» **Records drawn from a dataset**
::::::::

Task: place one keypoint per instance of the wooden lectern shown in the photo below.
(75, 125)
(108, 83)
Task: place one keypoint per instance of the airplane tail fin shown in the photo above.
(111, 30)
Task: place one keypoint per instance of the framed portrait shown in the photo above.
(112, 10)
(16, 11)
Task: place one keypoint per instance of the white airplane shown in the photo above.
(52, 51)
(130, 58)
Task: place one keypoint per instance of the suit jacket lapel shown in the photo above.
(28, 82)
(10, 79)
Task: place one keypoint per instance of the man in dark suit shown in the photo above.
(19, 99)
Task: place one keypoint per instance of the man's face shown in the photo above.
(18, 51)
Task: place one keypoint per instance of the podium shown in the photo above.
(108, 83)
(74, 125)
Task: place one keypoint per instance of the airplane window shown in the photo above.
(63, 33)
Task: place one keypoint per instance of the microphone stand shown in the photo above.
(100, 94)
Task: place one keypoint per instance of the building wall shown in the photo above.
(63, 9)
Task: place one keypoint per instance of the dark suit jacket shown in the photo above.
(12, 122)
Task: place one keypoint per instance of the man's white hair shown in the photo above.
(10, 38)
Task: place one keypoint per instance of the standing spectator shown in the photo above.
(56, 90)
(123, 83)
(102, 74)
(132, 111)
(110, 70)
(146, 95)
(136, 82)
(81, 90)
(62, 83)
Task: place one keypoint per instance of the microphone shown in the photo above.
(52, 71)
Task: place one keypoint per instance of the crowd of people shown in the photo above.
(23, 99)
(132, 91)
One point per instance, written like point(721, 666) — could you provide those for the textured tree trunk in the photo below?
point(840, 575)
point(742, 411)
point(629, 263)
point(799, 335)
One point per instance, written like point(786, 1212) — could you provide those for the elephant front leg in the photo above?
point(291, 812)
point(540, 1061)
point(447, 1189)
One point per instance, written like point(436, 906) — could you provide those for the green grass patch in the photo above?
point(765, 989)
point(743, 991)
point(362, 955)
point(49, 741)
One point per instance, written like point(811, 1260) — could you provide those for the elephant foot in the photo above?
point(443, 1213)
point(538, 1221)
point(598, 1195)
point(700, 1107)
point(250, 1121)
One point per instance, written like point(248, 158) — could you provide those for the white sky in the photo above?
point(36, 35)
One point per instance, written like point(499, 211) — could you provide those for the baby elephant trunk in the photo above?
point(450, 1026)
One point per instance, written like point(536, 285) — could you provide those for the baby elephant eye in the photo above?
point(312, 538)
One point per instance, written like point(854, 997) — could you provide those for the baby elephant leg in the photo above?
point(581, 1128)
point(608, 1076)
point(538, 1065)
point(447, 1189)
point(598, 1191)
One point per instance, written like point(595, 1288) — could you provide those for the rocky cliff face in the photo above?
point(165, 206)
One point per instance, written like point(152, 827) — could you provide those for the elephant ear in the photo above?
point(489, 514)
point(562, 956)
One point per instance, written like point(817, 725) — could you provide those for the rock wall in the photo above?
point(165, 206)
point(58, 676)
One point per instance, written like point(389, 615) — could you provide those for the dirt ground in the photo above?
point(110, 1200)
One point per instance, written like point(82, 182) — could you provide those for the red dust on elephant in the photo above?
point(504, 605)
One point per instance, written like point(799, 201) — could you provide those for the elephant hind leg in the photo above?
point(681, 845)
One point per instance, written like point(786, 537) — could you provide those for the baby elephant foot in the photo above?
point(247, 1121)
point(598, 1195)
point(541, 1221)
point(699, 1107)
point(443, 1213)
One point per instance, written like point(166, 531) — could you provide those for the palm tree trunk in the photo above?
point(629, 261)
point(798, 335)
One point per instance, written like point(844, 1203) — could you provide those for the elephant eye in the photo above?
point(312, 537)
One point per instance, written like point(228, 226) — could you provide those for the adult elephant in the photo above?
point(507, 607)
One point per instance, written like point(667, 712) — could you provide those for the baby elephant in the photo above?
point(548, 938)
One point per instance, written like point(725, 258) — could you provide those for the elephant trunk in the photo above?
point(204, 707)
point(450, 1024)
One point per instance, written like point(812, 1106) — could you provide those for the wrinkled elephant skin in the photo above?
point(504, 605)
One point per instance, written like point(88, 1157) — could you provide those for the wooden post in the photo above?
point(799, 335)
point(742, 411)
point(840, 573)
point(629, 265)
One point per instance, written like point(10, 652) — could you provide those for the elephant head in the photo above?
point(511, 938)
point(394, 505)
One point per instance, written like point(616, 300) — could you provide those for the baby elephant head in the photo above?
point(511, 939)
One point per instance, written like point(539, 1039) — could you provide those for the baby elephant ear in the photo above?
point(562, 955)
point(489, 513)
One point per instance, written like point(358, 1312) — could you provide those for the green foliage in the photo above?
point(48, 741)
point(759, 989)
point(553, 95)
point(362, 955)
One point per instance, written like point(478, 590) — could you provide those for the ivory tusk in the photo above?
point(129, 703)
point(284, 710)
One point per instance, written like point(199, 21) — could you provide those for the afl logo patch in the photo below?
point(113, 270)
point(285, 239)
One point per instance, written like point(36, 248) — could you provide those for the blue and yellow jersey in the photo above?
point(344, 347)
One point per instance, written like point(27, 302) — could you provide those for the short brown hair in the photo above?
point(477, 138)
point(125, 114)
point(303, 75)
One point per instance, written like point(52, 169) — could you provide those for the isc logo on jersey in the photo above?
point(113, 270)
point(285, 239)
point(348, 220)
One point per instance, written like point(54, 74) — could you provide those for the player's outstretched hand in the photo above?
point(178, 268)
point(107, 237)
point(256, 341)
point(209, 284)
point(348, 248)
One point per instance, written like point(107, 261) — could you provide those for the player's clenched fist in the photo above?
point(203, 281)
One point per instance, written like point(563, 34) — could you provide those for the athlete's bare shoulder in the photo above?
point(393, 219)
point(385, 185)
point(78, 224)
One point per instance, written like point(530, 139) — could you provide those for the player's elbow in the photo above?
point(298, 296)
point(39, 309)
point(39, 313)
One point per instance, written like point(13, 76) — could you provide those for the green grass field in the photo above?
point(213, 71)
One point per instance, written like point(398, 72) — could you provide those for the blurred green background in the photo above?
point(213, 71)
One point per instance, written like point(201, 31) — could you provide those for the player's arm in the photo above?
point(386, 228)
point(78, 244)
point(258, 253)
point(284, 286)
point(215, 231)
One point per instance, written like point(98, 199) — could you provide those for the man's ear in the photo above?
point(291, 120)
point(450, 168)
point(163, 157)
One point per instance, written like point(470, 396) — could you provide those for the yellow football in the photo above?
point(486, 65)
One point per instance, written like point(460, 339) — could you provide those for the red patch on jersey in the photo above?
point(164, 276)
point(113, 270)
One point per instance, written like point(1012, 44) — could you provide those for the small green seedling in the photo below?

::::::::

» **Task goal**
Type out the records again exactly, line for line.

» **Exercise solution**
Task: place one keypoint per instance of the wooden lectern shown in the photo below.
(75, 125)
(108, 83)
Task: place one keypoint per instance of the airplane tail fin shown in the photo above.
(111, 30)
Task: place one keypoint per instance of the framed portrait shown in the photo above.
(112, 10)
(16, 11)
Task: place one keypoint per instance of the white airplane shown in the photo above.
(52, 51)
(130, 58)
Task: place one keypoint per instance of the suit jacket lapel shown in the photo above.
(28, 82)
(10, 79)
Task: place one keypoint per instance of the man in dark suit shown in the photo above.
(19, 99)
Task: place one keypoint per instance of the man's face shown in the photo above.
(18, 51)
Task: place one keypoint per instance of the podium shown in the photo above.
(108, 83)
(74, 125)
Task: place one keypoint per instance of the airplane window shown in the photo above.
(63, 33)
Task: place one keypoint per instance of the microphone stand shown in the photo above.
(100, 94)
Task: place one keypoint per instance of the building wall shown in the photo above.
(63, 9)
Task: place one keypoint per instance of the dark suit jacket shown in the photo above.
(12, 122)
Task: place one keypoint per instance of the man's white hair shown in the photo above.
(10, 38)
Task: place one keypoint per instance of the standing spectator shown in the photo above.
(56, 90)
(123, 83)
(102, 74)
(132, 111)
(110, 70)
(146, 95)
(136, 82)
(81, 90)
(62, 83)
Task: place one keypoint per instance of the microphone shown in the photo above.
(52, 71)
Task: place one keypoint per instance of the crowd of people shown in the photo above.
(23, 99)
(132, 91)
One point per instance, written like point(721, 666) — could you provide those for the textured tree trunk in the photo below?
point(840, 575)
point(742, 411)
point(629, 263)
point(799, 335)
One point per instance, written like point(786, 1212) — could you provide those for the elephant front leg in the photo above?
point(291, 812)
point(540, 1061)
point(447, 1189)
One point per instance, written like point(436, 906) — could you provide those for the green grass patch in the photo above?
point(765, 989)
point(743, 991)
point(362, 955)
point(49, 741)
One point per instance, written like point(811, 1260) — could you provide those for the elephant foot in the photo above?
point(443, 1213)
point(538, 1221)
point(598, 1195)
point(700, 1107)
point(250, 1121)
One point per instance, written like point(248, 158) — could you provide those for the white sky in the photo above?
point(36, 35)
One point per instance, written like point(499, 211) — could you provide those for the baby elephant trunk in the photo above?
point(450, 1026)
One point per instance, written like point(536, 285) — could you provide those for the baby elephant eye in the photo above?
point(312, 538)
One point per instance, written like point(854, 997) — could you provide those for the baby elephant leg in the photo above?
point(581, 1128)
point(608, 1076)
point(538, 1065)
point(447, 1189)
point(598, 1191)
One point per instance, written like point(595, 1288) — could you provide those for the rocky cliff face in the photo above?
point(165, 206)
One point per instance, written like point(152, 827) — could you provide those for the elephant ear in the photo above?
point(489, 514)
point(562, 956)
One point per instance, written like point(817, 725) — could you provide those for the rock wall in the photo above?
point(165, 206)
point(58, 676)
One point per instance, written like point(389, 615) — could you provide those for the dirt ground in the photo above?
point(110, 1200)
One point per instance, written like point(82, 182) — could you provide those for the red dust on elephant in the photo above?
point(504, 605)
One point per instance, written like point(799, 201) — could you provide those for the elephant hind leg in the photo above?
point(681, 845)
One point per instance, written like point(786, 537) — could you provide those for the baby elephant foot in the photo above?
point(247, 1121)
point(598, 1195)
point(541, 1221)
point(699, 1107)
point(443, 1213)
One point per instance, written like point(166, 531) — could you provide those for the palm tree trunk in the photo above?
point(629, 261)
point(798, 335)
One point per instance, written like point(844, 1203) — could you provide those for the elephant eye in the photo above?
point(312, 537)
One point per instance, written like point(228, 226) — could you provide those for the adult elephant in the photo above?
point(507, 607)
One point per instance, written like point(667, 712) — could you provide those for the baby elephant in the photo above?
point(548, 938)
One point per instance, written like point(725, 258) — could you provide those for the elephant trunk in the photo above?
point(204, 707)
point(450, 1024)
One point per instance, written like point(812, 1106) — could you provide those for the wrinkled elephant skin in the photo above?
point(504, 605)
One point per instance, written like point(88, 1157) — could you provide those for the wooden post in the photo above?
point(799, 335)
point(742, 411)
point(840, 573)
point(629, 265)
One point per instance, written like point(10, 652) — could you provide those for the elephant head in the photo above?
point(511, 938)
point(394, 505)
One point per instance, written like point(616, 300) — could you provide those for the baby elephant head in the photo above?
point(511, 939)
One point per instance, written like point(539, 1039) — could you provide those for the baby elephant ear in the photo above?
point(562, 955)
point(489, 513)
One point per instance, written like point(358, 1312) — could you provide those for the green foliage in the photo above?
point(48, 741)
point(759, 989)
point(553, 95)
point(362, 955)
One point per instance, written like point(478, 590) — could you provide those for the ivory tusk in the photo above?
point(129, 703)
point(284, 710)
One point per instance, written like point(199, 21) — could you provide those for the afl logo patch in the photo below?
point(113, 270)
point(285, 239)
One point per instance, written like point(36, 248) — could you provide those for the blue and yellow jersey in the photo above?
point(344, 347)
One point per instance, written like point(27, 302) — could you provide those for the short brown hair in the photo above?
point(477, 138)
point(125, 114)
point(303, 75)
One point per instance, written like point(52, 169) — could you provide those for the isc logo on jersey in the photo above?
point(113, 270)
point(285, 239)
point(348, 220)
One point per instance, written like point(54, 74) — could you provide those for the player's outstretched hand in the photo above?
point(178, 268)
point(107, 237)
point(256, 341)
point(209, 284)
point(348, 248)
One point per instance, written like point(107, 261) — could you provide those for the player's clenched fist in the photo above?
point(203, 281)
One point per instance, written like point(563, 34) — could you provide those for the athlete's bare shoulder in the photo above?
point(393, 219)
point(385, 185)
point(78, 224)
One point per instance, written like point(530, 139) — could you provide those for the player's elbow in the photo above?
point(298, 296)
point(39, 309)
point(39, 313)
One point per instance, written like point(13, 76) — could you provide those for the green grass field in the photo above?
point(213, 71)
One point per instance, written like point(398, 72) — could you provide those for the blurred green background in the photo above?
point(213, 71)
One point per instance, written like point(201, 31) — could you provide those for the player's arm in the photo above?
point(386, 228)
point(78, 244)
point(258, 253)
point(284, 286)
point(215, 231)
One point per instance, written like point(98, 199) — could you provide those for the man's ear in the photo above?
point(291, 120)
point(450, 168)
point(163, 157)
One point per instance, written like point(470, 396) — could you provide those for the yellow football in the photo above?
point(486, 65)
One point per instance, written like point(460, 339) — could you provide those for the red patch on jersey in the photo above?
point(164, 276)
point(113, 270)
One point per instance, written like point(1012, 44) — could you provide those for the small green seedling in the photo below?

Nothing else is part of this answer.